#### [AIM OF THE EXERCISE]
Answer with a single number: the count of lines below that hold "backdrop".
── PROVIDED MATERIAL ──
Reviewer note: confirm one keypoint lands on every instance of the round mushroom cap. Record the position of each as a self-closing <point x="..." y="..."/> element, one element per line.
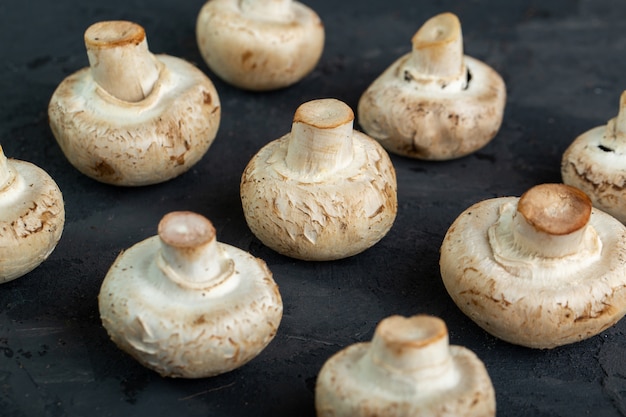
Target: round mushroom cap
<point x="32" y="216"/>
<point x="530" y="280"/>
<point x="337" y="204"/>
<point x="258" y="50"/>
<point x="182" y="328"/>
<point x="134" y="143"/>
<point x="408" y="369"/>
<point x="430" y="116"/>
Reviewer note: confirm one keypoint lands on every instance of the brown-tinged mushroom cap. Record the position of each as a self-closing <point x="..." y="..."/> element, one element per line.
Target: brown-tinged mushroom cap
<point x="595" y="162"/>
<point x="186" y="305"/>
<point x="408" y="369"/>
<point x="540" y="271"/>
<point x="323" y="191"/>
<point x="133" y="118"/>
<point x="434" y="103"/>
<point x="32" y="216"/>
<point x="259" y="44"/>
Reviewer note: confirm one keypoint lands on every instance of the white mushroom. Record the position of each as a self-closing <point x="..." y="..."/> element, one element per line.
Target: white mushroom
<point x="32" y="215"/>
<point x="259" y="44"/>
<point x="434" y="103"/>
<point x="596" y="163"/>
<point x="186" y="305"/>
<point x="133" y="118"/>
<point x="323" y="191"/>
<point x="409" y="369"/>
<point x="542" y="270"/>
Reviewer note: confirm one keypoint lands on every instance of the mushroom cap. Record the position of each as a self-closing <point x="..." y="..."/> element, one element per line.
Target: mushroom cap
<point x="259" y="53"/>
<point x="353" y="383"/>
<point x="526" y="298"/>
<point x="136" y="143"/>
<point x="189" y="333"/>
<point x="433" y="119"/>
<point x="32" y="216"/>
<point x="323" y="218"/>
<point x="597" y="170"/>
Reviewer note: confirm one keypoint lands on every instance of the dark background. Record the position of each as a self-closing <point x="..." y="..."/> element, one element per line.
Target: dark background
<point x="564" y="62"/>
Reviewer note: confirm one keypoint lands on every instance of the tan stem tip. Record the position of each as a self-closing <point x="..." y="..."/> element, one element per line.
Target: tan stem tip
<point x="555" y="209"/>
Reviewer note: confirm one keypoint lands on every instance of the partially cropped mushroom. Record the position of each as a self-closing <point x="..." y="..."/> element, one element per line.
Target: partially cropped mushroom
<point x="434" y="103"/>
<point x="259" y="45"/>
<point x="408" y="369"/>
<point x="596" y="163"/>
<point x="185" y="305"/>
<point x="133" y="118"/>
<point x="323" y="191"/>
<point x="541" y="271"/>
<point x="32" y="216"/>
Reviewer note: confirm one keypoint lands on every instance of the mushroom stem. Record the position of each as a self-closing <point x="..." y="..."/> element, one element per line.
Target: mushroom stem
<point x="190" y="255"/>
<point x="438" y="47"/>
<point x="615" y="137"/>
<point x="268" y="9"/>
<point x="120" y="60"/>
<point x="321" y="137"/>
<point x="416" y="346"/>
<point x="5" y="172"/>
<point x="551" y="220"/>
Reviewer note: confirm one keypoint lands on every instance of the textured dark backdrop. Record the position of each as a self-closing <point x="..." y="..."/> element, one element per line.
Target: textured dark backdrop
───
#### [OUTPUT OF THE EXERCISE]
2